[THE REQUEST]:
Leave the pictures out, and retype all of the material exactly as written.
_ _ _
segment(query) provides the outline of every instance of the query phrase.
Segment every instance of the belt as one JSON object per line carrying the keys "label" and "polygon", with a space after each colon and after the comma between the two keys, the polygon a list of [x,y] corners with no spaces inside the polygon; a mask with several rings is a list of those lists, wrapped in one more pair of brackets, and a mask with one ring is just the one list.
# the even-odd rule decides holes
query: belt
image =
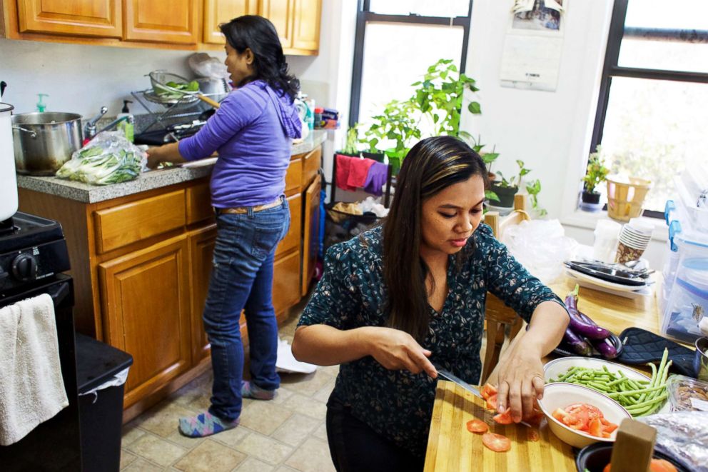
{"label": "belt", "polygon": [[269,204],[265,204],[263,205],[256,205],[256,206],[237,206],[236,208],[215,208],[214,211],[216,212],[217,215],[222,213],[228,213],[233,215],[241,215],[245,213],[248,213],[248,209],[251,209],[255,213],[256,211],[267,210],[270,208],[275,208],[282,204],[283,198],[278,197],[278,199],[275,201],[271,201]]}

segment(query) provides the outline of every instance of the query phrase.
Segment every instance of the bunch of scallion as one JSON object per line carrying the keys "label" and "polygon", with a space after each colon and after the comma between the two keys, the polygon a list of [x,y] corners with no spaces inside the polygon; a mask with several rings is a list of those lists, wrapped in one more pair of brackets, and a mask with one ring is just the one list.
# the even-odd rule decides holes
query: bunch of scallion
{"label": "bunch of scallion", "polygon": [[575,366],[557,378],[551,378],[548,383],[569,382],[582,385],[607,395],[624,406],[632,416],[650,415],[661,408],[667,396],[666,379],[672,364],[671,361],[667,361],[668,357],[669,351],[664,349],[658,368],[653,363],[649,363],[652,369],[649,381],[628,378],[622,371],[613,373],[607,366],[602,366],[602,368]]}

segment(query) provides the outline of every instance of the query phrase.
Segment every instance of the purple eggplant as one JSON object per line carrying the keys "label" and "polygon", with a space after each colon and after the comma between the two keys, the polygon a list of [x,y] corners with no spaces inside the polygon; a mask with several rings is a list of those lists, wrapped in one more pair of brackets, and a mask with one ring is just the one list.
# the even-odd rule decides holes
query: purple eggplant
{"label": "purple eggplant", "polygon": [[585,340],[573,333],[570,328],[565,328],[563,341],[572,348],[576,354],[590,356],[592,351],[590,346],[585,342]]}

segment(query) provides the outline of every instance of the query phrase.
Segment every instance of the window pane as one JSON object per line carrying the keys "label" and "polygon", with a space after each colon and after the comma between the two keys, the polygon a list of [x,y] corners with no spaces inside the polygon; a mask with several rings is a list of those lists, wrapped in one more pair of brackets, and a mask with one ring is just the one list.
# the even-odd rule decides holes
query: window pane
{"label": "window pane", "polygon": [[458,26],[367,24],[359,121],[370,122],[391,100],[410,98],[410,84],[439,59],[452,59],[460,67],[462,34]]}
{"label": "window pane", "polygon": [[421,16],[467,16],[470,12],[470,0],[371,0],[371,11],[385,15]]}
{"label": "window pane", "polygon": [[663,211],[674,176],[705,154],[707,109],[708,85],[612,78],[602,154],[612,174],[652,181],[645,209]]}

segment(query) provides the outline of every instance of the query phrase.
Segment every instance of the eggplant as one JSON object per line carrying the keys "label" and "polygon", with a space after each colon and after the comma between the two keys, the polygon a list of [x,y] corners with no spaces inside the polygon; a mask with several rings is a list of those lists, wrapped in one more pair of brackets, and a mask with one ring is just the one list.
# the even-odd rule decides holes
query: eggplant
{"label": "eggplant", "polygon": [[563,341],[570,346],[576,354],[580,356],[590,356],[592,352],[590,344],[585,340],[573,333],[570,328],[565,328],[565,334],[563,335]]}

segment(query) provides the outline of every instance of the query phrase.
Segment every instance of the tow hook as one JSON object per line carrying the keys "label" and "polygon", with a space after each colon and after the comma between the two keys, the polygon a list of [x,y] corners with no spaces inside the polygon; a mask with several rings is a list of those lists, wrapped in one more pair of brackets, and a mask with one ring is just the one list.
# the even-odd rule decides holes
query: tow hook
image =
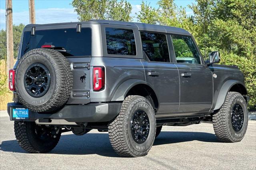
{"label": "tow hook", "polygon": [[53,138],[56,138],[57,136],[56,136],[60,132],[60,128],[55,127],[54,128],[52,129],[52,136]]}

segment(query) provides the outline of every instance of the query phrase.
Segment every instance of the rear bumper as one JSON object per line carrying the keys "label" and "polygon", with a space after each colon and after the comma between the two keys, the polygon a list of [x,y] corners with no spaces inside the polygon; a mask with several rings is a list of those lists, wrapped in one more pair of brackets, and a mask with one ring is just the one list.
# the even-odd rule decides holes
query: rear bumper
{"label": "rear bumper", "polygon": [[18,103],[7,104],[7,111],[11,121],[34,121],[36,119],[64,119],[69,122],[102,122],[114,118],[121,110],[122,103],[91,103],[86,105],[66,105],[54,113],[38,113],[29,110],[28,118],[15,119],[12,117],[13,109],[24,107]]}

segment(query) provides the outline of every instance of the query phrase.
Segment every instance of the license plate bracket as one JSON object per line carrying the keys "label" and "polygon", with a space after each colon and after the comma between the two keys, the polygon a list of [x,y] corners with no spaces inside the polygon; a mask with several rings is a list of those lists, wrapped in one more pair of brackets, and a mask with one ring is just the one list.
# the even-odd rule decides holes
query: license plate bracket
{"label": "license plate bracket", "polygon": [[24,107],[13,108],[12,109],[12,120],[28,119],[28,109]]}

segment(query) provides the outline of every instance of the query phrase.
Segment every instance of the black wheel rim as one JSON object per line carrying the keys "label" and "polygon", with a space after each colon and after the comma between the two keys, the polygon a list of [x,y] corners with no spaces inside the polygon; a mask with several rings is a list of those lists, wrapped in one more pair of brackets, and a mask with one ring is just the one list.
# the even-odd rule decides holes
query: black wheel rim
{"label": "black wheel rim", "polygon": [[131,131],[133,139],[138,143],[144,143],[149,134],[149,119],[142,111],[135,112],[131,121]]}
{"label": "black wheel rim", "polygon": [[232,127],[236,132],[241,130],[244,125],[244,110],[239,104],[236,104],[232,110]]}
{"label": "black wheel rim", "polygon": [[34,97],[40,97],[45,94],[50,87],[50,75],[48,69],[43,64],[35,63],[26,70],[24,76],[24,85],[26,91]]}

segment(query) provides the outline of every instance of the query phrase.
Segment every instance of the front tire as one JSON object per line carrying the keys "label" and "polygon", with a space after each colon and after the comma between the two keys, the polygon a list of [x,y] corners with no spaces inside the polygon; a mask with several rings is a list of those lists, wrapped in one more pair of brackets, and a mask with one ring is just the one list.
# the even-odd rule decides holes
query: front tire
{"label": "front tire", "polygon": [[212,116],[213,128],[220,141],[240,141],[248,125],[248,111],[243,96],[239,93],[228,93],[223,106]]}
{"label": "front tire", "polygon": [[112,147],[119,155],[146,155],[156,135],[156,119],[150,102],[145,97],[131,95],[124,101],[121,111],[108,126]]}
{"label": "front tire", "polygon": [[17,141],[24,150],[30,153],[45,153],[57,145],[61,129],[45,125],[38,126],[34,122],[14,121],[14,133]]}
_ _ _
[PROBLEM SOLUTION]:
segment(query) provides the outline of every instance of the query phrase.
Segment every instance of the belt as one JSON object per line carrying the keys "label" and "polygon", with a space after each colon and after the comma between the two keys, the polygon a list of [x,y] corners with no spaces inside the polygon; a mask with several rings is a list of those lists, wrapped in one more pair of brackets, and a mask with one ring is just the one list.
# the even-odd rule decides holes
query: belt
image =
{"label": "belt", "polygon": [[269,204],[265,204],[263,205],[256,205],[256,206],[237,206],[236,208],[215,208],[214,211],[216,212],[217,215],[222,213],[228,213],[233,215],[241,215],[245,213],[248,213],[248,209],[251,209],[255,213],[256,211],[267,210],[270,208],[275,208],[282,204],[283,198],[278,197],[278,199],[275,201],[271,201]]}

segment(query) provides the outline of every instance of the query phrase.
Segment every instance of the bunch of scallion as one JSON object per line carrying the keys "label" and "polygon", with a space after each colon and after the comma between the two keys, the polygon a list of [x,y] corners with no spaces inside the polygon; a mask with several rings is a list of those lists, wrapped in one more pair of brackets, and a mask with one ring is just the one list.
# the even-odd rule decides holes
query: bunch of scallion
{"label": "bunch of scallion", "polygon": [[575,366],[557,378],[551,378],[548,383],[569,382],[582,385],[607,395],[624,406],[632,416],[650,415],[661,408],[667,396],[666,379],[672,364],[671,361],[667,361],[668,357],[669,351],[664,349],[658,368],[653,363],[649,363],[652,369],[649,381],[628,378],[622,371],[613,373],[607,366],[602,366],[602,368]]}

segment(query) provides the outline of every instance of the query phrase.
Segment every instance of the purple eggplant as one JSON object per line carrying the keys "label" and "polygon", with a space after each colon and after the comma between the two keys, the polygon a list of [x,y] corners with no spaces inside the polygon; a mask with several rings is a list of those lists, wrapped in one more pair of brackets, and a mask with one ring is just the one list.
# the even-odd rule decides holes
query: purple eggplant
{"label": "purple eggplant", "polygon": [[585,340],[573,333],[570,328],[565,328],[563,341],[572,348],[576,354],[590,356],[592,351],[590,346],[585,342]]}

segment(query) provides the outline of every instance of the query phrase.
Segment every instance of the window pane as one JSON object per line carrying the keys "label" and "polygon", with a space after each colon and after the comma between the two keys, the polygon a list of [x,y] corners with no spaces inside the polygon; a mask with several rings is a list of those lists, wrapped in one more pair of brackets, and a mask with one ring is just the one list.
# the even-odd rule decides holes
query: window pane
{"label": "window pane", "polygon": [[458,26],[367,24],[359,121],[370,122],[391,100],[410,98],[410,84],[439,59],[452,59],[460,67],[462,34]]}
{"label": "window pane", "polygon": [[421,16],[467,16],[470,12],[470,0],[371,0],[371,11],[385,15]]}
{"label": "window pane", "polygon": [[663,211],[674,176],[705,154],[707,109],[708,85],[612,78],[602,154],[612,174],[652,181],[645,209]]}

segment(query) provides the outline of every instance of the query phrase.
Segment every instance of the eggplant as one JSON object per line carrying the keys "label" and "polygon", with a space after each colon and after the comma between the two keys, the polygon a list of [x,y] corners with no spaces inside the polygon; a mask with several rings is a list of those lists, wrapped in one more pair of brackets, and a mask with one ring is just the one list.
# the even-odd rule decides holes
query: eggplant
{"label": "eggplant", "polygon": [[563,341],[570,346],[576,354],[580,356],[590,356],[592,352],[590,344],[585,340],[573,333],[570,328],[565,328],[565,334],[563,335]]}

segment(query) provides the outline of every instance of the query phrase.
Segment every instance of the tow hook as one JSON object per line carrying the keys "label" and "polygon", with a space after each colon and after the comma between the two keys, the polygon a list of [x,y] corners with no spaces inside the polygon; a mask with several rings is a list of those lists, wrapped in one more pair of brackets, and a mask with one ring is just the one list.
# the even-odd rule decides holes
query: tow hook
image =
{"label": "tow hook", "polygon": [[53,138],[56,138],[57,136],[56,136],[60,132],[60,128],[55,127],[54,128],[52,129],[52,136]]}

segment(query) provides the outline of every instance of the query phrase.
Segment every instance of the rear bumper as one JSON object per line carrying the keys "label" and "polygon", with a space after each colon and after the comma between the two keys, the polygon a list of [x,y] corners with no spaces inside the polygon; a mask with several rings is a list of those lists, wrapped in one more pair of brackets, and a mask with one ring is just the one list.
# the even-odd rule decides holes
query: rear bumper
{"label": "rear bumper", "polygon": [[18,103],[7,104],[7,111],[11,121],[34,121],[36,119],[64,119],[69,122],[102,122],[114,118],[121,110],[122,103],[91,103],[86,105],[66,105],[54,113],[38,113],[29,110],[28,118],[15,119],[12,117],[13,109],[24,107]]}

segment(query) provides the outline of every instance of the query phrase.
Segment every instance of the license plate bracket as one JSON object per line carrying the keys "label" and "polygon", with a space after each colon and after the comma between the two keys, the polygon a list of [x,y] corners with no spaces inside the polygon; a mask with several rings is a list of those lists, wrapped in one more pair of brackets, and a mask with one ring is just the one list.
# the even-odd rule decides holes
query: license plate bracket
{"label": "license plate bracket", "polygon": [[24,107],[13,108],[12,109],[12,120],[28,119],[28,109]]}

segment(query) provides the outline of every instance of the query phrase.
Segment every instance of the black wheel rim as one JSON object per line carrying the keys "label" and "polygon", with a space after each colon and after the comma between the two keys, the polygon a list of [x,y] corners with no spaces inside the polygon; a mask with several rings is a list of those lists, wrapped in one more pair of brackets, and a mask with one ring is just the one list.
# the even-odd rule decides holes
query: black wheel rim
{"label": "black wheel rim", "polygon": [[131,131],[133,139],[138,143],[144,143],[149,134],[149,119],[142,111],[135,112],[131,121]]}
{"label": "black wheel rim", "polygon": [[232,127],[236,132],[241,130],[244,125],[244,110],[239,104],[236,104],[232,110]]}
{"label": "black wheel rim", "polygon": [[34,97],[40,97],[45,94],[50,87],[50,75],[48,69],[43,64],[35,63],[26,70],[24,76],[24,85],[26,91]]}

segment(query) provides the outline of every instance of the query phrase.
Segment every instance of the front tire as one JSON object per line carrying the keys "label" and "polygon", with a space after each colon and after the comma between the two keys, the polygon a list of [x,y] corners with no spaces inside the polygon; a mask with several rings is a list of those lists, wrapped in one more pair of brackets, and a mask with one ring is just the one list.
# the even-odd rule decides holes
query: front tire
{"label": "front tire", "polygon": [[212,116],[213,128],[220,141],[240,141],[248,125],[248,111],[243,96],[239,93],[228,93],[223,106]]}
{"label": "front tire", "polygon": [[112,147],[119,155],[146,155],[156,135],[156,119],[150,102],[145,97],[131,95],[124,101],[121,111],[108,126]]}
{"label": "front tire", "polygon": [[17,141],[24,150],[30,153],[45,153],[57,145],[61,129],[45,125],[38,126],[34,122],[14,121],[14,133]]}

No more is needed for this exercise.